• _What you are asked to do_: Please output everything from the line containing "Guideline: put one point on each instance of the weathered" down to the end of the listing, including that line, with each line unchanged.

[Entries from a pointing dataset]
* start *

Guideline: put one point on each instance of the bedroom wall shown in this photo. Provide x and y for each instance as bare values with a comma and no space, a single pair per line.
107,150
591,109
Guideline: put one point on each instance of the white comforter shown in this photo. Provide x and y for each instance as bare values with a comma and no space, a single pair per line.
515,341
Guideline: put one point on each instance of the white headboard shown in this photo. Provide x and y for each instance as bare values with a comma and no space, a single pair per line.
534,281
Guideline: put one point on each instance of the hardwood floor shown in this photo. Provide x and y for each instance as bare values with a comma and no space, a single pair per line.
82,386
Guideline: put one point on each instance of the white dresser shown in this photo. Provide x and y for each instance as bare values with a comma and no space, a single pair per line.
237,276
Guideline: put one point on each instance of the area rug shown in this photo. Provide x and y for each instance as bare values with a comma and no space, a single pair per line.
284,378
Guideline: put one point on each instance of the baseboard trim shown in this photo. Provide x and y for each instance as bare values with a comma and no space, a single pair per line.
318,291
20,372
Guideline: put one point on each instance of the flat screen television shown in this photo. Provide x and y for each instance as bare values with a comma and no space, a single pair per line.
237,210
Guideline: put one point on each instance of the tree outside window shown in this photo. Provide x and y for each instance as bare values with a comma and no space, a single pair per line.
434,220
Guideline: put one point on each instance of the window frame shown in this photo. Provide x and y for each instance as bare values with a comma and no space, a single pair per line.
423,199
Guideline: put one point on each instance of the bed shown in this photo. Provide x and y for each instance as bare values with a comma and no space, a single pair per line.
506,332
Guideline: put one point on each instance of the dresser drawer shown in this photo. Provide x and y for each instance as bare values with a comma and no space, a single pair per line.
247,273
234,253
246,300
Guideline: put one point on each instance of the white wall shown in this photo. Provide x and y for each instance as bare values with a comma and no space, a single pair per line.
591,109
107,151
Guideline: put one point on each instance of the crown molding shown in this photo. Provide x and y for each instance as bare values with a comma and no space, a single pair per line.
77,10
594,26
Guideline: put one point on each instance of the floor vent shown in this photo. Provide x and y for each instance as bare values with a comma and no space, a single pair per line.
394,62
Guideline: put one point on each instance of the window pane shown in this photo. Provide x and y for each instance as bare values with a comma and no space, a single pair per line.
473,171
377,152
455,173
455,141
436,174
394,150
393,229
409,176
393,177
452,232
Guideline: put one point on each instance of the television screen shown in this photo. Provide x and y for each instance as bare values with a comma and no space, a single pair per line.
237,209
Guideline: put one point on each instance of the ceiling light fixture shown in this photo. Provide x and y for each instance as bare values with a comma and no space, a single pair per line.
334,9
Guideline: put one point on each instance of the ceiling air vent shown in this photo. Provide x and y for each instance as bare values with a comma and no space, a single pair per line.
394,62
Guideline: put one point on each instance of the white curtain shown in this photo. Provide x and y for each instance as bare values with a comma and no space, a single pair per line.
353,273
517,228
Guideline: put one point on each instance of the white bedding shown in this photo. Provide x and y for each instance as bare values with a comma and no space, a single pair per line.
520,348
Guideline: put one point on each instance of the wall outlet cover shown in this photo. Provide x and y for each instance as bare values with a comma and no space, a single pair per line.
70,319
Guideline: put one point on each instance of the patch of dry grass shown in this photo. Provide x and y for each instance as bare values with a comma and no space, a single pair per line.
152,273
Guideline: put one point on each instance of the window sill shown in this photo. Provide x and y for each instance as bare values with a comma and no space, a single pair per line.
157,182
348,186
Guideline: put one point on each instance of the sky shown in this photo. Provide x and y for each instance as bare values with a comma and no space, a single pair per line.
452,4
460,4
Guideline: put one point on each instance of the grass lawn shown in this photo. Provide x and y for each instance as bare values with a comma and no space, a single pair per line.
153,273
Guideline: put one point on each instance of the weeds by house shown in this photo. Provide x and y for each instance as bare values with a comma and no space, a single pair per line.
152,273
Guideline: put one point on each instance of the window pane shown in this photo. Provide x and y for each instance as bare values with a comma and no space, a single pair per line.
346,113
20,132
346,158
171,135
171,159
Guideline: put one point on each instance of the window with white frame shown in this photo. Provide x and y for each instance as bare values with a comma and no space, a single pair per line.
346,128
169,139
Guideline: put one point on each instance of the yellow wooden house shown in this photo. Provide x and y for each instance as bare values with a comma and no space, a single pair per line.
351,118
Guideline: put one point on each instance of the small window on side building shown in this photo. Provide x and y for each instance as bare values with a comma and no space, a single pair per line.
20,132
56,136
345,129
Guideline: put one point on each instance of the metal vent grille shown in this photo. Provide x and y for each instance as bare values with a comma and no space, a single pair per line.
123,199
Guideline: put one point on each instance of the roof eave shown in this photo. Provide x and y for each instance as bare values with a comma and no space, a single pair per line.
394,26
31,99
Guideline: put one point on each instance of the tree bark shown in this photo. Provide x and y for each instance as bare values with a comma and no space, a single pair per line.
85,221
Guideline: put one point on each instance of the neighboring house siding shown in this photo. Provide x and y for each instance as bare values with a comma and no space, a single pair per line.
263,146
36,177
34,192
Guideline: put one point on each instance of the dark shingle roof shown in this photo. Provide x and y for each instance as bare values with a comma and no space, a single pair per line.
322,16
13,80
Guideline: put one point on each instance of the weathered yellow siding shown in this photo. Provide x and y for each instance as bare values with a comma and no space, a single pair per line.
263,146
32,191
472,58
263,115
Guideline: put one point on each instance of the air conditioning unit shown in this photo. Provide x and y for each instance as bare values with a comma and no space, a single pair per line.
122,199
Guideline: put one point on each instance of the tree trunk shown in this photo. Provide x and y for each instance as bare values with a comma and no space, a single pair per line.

* end *

• _Output for this task_:
Guideline: put one point on each instance of the weathered yellow siding shown in this photo. Provide x and y for each instance as bare values with a comma and no space, a single pair per line.
263,146
32,191
472,58
263,115
Guideline: put one point on each instance of the air conditioning unit shown in this photo. Provide x and y for each instance as bare values with a comma and no space, a single pair per line.
122,199
Guideline: put one point on each instance of the tree trunk shown in this photo. Provide x and y for each instance as bare values with a comma and no space, a single pair per line.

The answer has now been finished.